Excerpt to read:

The FTSE 100 index is heading for its eleventh losing day in the past thirteen sessions, as lockdowns continue to weigh in the short-performance of British stocks.
So far today, the index is retreating 0.8% at 6,517 in mid-day stock trading action, primarily dragged by energy, real estate, finance, and communication services factors, while the basic materials segment is advancing strongly.
Recent data from the British Retail Consortium indicated that average prices of goods sold within the United Kingdom slipped 2.2% in January compared to a year ago – the largest drop seen since the first lockdown.
This downtick in retail prices can be explained by the deflationary pressures caused by lockdowns, as consumers spend less and save more while they remain confined within their homes.
Meanwhile, a surge in online shopping – a traditionally less expensive channel to buy from – has also pressured retail prices to go down as physical stores are forced to slash their prices to attract consumers.
Moreover, only two days ago, the International Monetary Fund (IMF) slashed its 2021 forecast GDP forecast for the British economy, cutting its prediction from a previous 5.9% to 4.5% as retail sales plunged 50% in January amid a second wave of lockdowns.

Work task 1:
Translate this sentence from the FTSE 100 report into Spanish: "This downtick in retail prices can be explained by the deflationary pressures caused by lockdowns, as consumers spend less and save more while they remain confined within their homes."
Work task 2:
Condense the paragraph of the FTSE 100 report beginning "So far today, the index" into a short bulleted list that keeps its main facts.

Referring expression data
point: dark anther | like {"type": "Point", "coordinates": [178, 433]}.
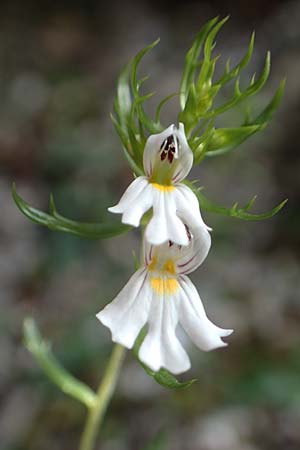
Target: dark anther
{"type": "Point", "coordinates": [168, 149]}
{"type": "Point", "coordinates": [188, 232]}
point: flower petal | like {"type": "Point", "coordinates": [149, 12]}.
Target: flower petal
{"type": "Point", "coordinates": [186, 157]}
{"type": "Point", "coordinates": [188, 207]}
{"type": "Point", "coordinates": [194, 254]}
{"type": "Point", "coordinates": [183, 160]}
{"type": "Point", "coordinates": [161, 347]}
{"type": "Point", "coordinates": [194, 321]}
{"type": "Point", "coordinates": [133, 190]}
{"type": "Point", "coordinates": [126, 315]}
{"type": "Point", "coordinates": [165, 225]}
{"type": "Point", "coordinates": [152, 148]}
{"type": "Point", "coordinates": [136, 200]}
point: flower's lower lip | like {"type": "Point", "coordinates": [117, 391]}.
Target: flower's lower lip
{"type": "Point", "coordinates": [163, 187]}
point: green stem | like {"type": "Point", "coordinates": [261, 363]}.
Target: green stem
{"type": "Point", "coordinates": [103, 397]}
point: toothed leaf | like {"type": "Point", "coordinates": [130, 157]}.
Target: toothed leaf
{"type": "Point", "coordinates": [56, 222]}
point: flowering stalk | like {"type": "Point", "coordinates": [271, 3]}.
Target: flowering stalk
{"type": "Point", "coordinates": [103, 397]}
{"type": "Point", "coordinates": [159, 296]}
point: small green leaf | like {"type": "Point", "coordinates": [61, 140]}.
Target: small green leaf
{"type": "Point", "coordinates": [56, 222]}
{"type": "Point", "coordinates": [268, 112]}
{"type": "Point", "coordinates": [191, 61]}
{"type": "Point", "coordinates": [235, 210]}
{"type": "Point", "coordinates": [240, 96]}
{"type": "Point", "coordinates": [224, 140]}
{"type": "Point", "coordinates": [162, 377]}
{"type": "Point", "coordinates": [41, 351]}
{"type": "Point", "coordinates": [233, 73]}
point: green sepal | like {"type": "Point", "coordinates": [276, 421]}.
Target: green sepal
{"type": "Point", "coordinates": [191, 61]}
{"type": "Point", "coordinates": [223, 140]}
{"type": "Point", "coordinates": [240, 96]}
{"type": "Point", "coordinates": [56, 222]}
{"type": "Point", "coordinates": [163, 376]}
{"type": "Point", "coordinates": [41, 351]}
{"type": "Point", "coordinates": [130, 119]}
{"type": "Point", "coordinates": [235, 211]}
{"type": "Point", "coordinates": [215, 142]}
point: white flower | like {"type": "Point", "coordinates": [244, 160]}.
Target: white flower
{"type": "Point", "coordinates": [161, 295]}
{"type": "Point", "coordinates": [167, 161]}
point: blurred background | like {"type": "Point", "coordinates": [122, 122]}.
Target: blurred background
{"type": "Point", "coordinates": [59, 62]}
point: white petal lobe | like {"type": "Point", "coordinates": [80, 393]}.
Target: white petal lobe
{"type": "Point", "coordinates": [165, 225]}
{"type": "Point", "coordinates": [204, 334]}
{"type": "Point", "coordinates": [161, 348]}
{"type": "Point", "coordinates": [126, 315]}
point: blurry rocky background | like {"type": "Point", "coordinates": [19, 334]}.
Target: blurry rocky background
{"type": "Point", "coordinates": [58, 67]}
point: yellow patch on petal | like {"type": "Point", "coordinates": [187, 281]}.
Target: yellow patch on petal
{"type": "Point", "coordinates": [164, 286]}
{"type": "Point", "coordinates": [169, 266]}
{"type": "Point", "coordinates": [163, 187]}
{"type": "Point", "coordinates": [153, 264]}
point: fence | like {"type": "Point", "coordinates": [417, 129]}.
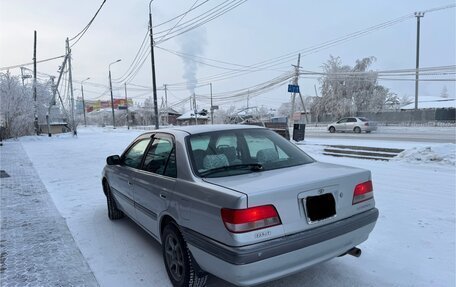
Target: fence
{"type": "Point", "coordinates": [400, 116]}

* * *

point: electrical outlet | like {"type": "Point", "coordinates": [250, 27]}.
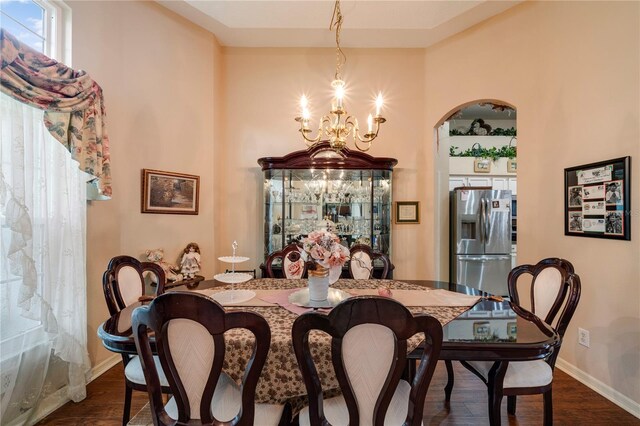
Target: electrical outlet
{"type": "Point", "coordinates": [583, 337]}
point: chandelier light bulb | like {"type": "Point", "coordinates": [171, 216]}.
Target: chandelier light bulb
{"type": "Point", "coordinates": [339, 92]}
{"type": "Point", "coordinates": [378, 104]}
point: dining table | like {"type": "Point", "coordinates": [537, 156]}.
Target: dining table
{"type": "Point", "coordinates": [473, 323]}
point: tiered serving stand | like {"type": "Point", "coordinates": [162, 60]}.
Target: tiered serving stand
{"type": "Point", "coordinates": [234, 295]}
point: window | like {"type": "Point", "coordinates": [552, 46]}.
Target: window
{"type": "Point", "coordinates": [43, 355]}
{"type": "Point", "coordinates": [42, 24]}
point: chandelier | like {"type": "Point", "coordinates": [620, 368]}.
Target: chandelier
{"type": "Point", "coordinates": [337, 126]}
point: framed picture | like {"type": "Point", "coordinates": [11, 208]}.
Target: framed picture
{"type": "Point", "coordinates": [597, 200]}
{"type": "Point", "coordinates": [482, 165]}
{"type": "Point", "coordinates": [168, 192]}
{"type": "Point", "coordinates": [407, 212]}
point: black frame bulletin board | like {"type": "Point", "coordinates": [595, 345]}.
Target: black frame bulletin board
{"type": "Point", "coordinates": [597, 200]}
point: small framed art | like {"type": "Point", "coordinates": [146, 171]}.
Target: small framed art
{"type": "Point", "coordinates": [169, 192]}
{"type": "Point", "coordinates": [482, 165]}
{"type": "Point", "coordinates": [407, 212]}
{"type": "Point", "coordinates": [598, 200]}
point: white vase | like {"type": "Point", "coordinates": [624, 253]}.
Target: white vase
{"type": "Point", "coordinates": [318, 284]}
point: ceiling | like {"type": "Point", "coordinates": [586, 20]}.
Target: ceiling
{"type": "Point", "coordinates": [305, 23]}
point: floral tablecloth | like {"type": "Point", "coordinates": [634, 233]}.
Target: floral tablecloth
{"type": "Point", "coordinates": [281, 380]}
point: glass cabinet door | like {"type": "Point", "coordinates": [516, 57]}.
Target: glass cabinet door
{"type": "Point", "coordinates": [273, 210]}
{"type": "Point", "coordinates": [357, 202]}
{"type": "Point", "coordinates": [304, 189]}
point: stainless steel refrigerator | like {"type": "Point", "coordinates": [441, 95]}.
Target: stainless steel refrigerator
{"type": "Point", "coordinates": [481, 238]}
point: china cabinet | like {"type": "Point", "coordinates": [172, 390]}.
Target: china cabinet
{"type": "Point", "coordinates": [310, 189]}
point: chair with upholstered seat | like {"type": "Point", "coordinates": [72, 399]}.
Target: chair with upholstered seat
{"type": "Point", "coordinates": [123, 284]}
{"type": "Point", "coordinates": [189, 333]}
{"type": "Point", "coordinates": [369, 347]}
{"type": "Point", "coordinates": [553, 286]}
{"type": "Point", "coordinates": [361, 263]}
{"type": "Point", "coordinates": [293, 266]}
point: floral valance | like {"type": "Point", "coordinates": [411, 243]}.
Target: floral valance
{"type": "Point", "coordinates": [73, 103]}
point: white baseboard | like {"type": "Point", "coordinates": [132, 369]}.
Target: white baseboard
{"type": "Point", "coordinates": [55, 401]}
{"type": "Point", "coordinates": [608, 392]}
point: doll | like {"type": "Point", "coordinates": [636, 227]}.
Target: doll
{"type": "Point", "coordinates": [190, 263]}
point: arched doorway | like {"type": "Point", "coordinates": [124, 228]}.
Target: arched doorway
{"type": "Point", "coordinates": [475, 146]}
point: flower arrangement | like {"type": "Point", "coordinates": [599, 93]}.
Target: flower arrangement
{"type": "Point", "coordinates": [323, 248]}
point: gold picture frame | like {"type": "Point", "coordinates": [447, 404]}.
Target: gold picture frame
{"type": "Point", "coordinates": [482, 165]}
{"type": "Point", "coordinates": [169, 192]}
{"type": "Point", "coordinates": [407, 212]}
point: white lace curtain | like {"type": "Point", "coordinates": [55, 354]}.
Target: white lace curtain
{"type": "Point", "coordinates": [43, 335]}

Exercise solution 1:
Esta bajada de los precios minoristas puede explicarse por las presiones deflacionarias causadas por los confinamientos, ya que los consumidores gastan menos y ahorran más mientras permanecen confinados en sus hogares.

Exercise solution 2:
- The index is down 0.8% at 6,517 in mid-day trading.
- Energy, real estate, finance, and communication services are the main drags.
- Basic materials are advancing strongly.